== WHAT IS NEEDED ==
Your task is to copy each line of the listing that contains the word "dresser".

==*==

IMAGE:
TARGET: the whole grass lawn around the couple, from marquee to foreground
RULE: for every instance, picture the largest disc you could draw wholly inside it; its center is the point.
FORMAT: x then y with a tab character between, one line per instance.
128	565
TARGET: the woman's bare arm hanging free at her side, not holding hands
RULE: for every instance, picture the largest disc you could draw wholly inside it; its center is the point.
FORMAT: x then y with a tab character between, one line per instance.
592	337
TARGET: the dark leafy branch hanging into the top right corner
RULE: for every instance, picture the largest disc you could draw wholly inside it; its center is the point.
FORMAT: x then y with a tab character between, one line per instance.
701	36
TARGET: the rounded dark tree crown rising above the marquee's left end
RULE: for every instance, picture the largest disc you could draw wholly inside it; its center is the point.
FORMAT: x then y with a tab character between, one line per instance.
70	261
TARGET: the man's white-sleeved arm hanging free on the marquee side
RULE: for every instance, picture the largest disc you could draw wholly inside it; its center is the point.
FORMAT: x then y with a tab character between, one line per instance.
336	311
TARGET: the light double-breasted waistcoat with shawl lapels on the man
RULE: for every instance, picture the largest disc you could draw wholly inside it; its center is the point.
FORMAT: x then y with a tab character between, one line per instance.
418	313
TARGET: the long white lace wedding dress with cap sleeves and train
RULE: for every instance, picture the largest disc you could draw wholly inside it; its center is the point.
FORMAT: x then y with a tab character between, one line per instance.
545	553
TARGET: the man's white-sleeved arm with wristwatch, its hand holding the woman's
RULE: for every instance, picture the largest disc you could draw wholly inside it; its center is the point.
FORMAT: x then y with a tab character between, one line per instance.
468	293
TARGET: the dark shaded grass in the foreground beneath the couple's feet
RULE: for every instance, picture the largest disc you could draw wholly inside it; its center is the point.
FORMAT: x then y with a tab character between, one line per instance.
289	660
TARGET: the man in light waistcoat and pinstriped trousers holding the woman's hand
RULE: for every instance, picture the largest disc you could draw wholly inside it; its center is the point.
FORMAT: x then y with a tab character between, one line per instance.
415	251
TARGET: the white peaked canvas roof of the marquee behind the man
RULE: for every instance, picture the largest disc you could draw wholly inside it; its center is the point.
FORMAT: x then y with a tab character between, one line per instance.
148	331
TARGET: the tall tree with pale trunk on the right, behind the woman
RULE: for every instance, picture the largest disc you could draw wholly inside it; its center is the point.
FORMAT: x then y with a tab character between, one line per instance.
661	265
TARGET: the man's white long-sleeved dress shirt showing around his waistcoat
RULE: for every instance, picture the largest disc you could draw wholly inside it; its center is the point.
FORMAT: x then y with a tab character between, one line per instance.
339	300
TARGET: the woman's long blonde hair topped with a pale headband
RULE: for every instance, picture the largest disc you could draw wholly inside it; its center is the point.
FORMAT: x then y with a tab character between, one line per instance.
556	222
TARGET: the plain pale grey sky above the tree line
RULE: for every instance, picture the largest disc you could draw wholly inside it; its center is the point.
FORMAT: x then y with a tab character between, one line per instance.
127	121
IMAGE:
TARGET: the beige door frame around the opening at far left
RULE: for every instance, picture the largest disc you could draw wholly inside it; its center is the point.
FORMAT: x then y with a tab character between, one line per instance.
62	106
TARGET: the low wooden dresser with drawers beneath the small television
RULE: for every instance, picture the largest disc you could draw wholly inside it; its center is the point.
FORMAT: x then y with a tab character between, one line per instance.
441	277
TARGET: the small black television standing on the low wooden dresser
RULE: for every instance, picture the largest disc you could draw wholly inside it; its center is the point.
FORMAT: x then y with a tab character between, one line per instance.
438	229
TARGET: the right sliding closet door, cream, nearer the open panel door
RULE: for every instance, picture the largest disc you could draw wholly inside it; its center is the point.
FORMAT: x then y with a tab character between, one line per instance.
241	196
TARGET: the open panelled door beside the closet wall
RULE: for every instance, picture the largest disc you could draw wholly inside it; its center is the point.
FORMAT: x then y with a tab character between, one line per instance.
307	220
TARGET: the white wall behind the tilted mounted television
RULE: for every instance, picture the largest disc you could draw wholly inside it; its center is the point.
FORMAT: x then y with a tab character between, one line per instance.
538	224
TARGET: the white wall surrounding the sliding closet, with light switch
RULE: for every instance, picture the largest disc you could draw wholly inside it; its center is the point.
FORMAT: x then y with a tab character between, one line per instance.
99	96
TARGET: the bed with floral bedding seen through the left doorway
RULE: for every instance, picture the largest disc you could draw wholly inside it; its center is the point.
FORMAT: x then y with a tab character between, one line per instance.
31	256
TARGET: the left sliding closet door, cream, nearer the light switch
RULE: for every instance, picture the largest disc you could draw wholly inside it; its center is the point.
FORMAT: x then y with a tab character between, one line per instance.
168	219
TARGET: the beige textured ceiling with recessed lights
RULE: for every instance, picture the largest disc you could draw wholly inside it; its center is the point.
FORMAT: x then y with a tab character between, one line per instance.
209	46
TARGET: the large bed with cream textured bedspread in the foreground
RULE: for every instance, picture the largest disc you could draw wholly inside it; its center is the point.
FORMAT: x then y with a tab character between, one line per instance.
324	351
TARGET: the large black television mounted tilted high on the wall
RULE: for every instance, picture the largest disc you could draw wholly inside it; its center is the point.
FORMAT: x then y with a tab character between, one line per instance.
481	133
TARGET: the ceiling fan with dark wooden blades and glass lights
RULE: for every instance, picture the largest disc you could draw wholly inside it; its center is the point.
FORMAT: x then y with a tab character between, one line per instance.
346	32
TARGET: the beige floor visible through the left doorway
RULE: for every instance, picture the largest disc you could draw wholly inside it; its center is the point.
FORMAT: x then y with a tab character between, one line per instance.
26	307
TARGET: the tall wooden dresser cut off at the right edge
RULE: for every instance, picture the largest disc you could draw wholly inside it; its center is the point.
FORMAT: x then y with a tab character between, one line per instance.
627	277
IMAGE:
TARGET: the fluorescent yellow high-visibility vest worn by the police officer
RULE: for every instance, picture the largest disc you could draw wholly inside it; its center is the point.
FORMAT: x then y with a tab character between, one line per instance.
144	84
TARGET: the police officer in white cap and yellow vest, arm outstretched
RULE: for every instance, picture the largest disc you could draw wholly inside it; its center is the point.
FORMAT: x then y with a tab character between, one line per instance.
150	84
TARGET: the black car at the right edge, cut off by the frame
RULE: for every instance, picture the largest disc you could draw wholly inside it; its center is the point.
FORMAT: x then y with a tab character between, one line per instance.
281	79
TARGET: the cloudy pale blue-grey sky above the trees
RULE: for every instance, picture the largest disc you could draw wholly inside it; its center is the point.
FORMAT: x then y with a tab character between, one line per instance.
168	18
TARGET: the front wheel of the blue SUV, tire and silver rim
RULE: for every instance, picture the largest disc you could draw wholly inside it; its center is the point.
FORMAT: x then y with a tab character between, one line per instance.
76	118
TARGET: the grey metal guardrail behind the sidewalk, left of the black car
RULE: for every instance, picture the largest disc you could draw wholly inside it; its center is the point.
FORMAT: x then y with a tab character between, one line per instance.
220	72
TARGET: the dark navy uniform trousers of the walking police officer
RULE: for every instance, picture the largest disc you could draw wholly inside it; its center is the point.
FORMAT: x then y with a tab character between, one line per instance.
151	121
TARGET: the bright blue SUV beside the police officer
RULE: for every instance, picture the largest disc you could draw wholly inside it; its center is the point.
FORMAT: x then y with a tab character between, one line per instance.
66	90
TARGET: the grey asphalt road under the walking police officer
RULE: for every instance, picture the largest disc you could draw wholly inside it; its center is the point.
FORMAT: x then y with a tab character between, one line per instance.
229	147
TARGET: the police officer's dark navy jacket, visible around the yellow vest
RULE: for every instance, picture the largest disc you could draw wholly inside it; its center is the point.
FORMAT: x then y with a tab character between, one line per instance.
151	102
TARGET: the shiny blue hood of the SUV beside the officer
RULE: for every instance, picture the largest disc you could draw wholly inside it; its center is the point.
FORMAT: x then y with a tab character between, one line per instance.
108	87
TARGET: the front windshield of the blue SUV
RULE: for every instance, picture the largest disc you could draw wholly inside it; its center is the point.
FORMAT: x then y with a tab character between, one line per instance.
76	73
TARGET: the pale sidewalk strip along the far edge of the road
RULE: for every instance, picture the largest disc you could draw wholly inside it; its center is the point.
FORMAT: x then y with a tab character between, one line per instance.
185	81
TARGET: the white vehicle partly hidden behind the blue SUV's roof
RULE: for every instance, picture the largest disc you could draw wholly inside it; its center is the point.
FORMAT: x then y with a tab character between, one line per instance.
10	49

==*==

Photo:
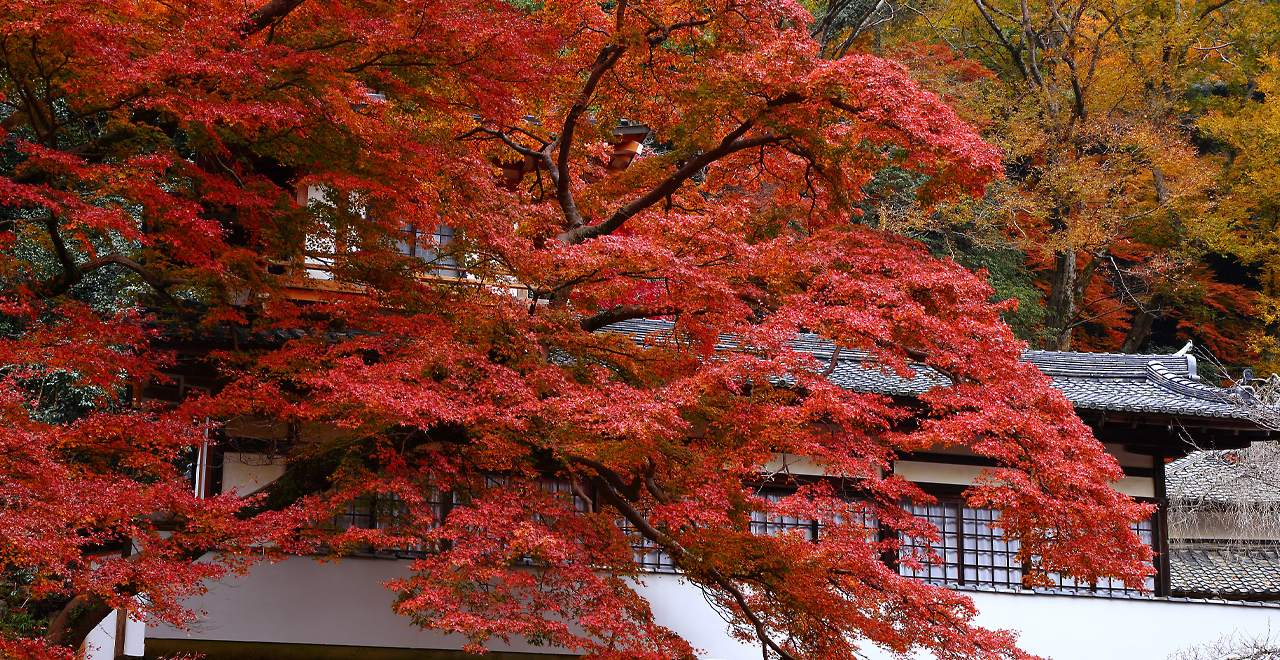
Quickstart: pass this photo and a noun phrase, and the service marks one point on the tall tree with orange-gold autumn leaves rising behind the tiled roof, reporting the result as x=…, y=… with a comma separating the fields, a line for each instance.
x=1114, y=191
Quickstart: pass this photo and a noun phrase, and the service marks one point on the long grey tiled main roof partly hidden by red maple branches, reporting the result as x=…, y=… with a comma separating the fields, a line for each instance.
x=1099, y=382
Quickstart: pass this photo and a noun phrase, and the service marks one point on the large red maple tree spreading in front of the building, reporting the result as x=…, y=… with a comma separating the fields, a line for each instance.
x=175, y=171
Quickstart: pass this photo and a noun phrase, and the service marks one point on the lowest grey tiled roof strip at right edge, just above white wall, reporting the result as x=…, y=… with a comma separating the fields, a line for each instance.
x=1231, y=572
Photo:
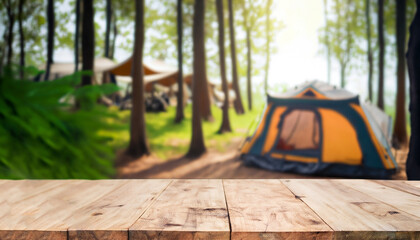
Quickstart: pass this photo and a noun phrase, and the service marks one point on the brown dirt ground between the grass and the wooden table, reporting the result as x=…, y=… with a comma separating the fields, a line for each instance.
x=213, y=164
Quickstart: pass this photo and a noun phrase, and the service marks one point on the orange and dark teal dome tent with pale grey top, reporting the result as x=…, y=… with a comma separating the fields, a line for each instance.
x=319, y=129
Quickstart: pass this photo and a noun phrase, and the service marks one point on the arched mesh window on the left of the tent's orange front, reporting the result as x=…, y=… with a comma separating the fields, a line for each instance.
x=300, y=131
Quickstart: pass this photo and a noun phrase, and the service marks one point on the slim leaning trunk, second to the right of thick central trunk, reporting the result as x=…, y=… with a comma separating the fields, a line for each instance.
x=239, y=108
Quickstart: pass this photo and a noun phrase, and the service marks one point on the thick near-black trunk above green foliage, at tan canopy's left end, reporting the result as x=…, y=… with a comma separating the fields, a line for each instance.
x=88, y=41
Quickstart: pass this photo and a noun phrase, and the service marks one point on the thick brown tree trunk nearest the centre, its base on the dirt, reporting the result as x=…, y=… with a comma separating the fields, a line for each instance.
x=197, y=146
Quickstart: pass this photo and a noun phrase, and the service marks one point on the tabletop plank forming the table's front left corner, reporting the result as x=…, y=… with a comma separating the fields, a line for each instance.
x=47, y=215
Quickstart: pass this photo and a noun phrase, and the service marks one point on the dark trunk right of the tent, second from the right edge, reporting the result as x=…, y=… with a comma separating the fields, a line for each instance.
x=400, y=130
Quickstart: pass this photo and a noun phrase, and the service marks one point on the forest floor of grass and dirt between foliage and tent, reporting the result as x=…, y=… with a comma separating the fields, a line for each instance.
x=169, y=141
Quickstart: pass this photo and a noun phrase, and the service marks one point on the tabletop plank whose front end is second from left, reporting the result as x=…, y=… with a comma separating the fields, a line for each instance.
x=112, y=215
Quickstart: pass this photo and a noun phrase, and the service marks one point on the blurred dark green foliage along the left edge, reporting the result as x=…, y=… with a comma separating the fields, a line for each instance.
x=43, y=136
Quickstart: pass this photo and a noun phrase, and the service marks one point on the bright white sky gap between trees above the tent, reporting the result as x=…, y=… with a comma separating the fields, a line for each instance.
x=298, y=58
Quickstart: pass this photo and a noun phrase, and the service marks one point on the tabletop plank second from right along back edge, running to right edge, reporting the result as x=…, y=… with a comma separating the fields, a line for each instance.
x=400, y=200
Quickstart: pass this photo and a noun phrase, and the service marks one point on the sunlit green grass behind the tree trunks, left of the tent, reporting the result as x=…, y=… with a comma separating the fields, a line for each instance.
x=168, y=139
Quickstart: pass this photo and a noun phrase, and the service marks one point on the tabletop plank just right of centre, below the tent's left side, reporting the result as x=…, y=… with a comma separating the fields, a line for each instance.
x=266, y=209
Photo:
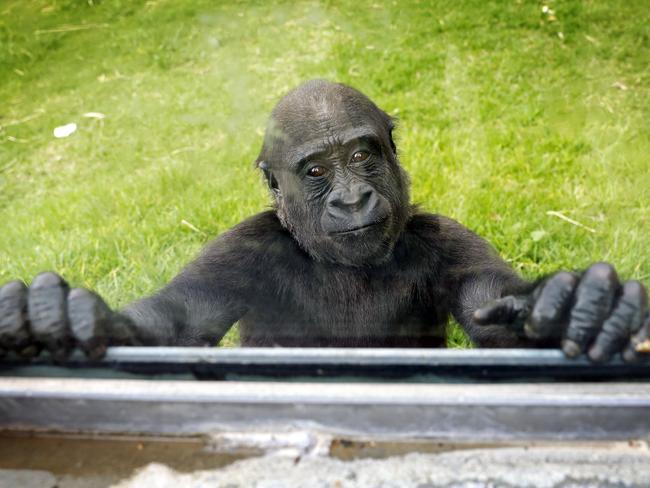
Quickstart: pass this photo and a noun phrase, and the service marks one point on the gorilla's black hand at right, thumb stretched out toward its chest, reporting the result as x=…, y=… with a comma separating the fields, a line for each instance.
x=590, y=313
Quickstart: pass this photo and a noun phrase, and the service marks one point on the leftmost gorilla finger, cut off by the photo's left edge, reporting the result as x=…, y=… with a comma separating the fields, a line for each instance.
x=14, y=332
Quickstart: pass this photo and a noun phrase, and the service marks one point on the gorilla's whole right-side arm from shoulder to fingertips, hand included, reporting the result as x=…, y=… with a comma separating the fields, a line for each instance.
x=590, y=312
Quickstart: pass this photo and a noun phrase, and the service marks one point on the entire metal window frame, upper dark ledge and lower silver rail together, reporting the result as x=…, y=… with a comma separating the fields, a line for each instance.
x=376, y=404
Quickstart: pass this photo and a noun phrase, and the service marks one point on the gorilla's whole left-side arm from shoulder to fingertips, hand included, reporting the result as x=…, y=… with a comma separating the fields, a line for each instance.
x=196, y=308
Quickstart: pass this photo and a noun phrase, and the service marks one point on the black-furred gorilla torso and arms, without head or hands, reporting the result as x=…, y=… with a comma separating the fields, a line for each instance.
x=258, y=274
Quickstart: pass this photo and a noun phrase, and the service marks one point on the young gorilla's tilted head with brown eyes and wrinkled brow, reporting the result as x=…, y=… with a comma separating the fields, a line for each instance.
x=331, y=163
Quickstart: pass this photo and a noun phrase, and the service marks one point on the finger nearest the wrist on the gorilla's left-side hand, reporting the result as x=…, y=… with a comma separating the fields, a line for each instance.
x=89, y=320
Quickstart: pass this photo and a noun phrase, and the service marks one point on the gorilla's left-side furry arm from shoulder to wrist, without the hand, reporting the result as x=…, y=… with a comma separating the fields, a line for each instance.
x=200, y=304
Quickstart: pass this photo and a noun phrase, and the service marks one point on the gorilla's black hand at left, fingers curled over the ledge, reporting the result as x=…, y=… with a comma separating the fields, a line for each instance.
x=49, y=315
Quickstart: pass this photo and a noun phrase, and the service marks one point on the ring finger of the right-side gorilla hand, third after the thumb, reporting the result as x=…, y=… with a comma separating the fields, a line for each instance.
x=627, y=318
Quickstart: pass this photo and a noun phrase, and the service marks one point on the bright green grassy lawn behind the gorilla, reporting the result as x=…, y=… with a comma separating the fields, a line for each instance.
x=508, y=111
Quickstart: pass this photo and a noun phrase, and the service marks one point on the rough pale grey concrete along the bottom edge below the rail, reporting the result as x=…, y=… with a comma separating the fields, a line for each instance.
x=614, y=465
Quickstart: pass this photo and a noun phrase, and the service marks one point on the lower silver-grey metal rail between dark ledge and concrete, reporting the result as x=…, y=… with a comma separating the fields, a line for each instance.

==*==

== ANSWER FOR THE TASK ==
TARGET: the low wooden dresser with drawers beneath the small television
TARGET: the small black television standing on the low wooden dresser
TARGET: the tall wooden dresser cut off at the right edge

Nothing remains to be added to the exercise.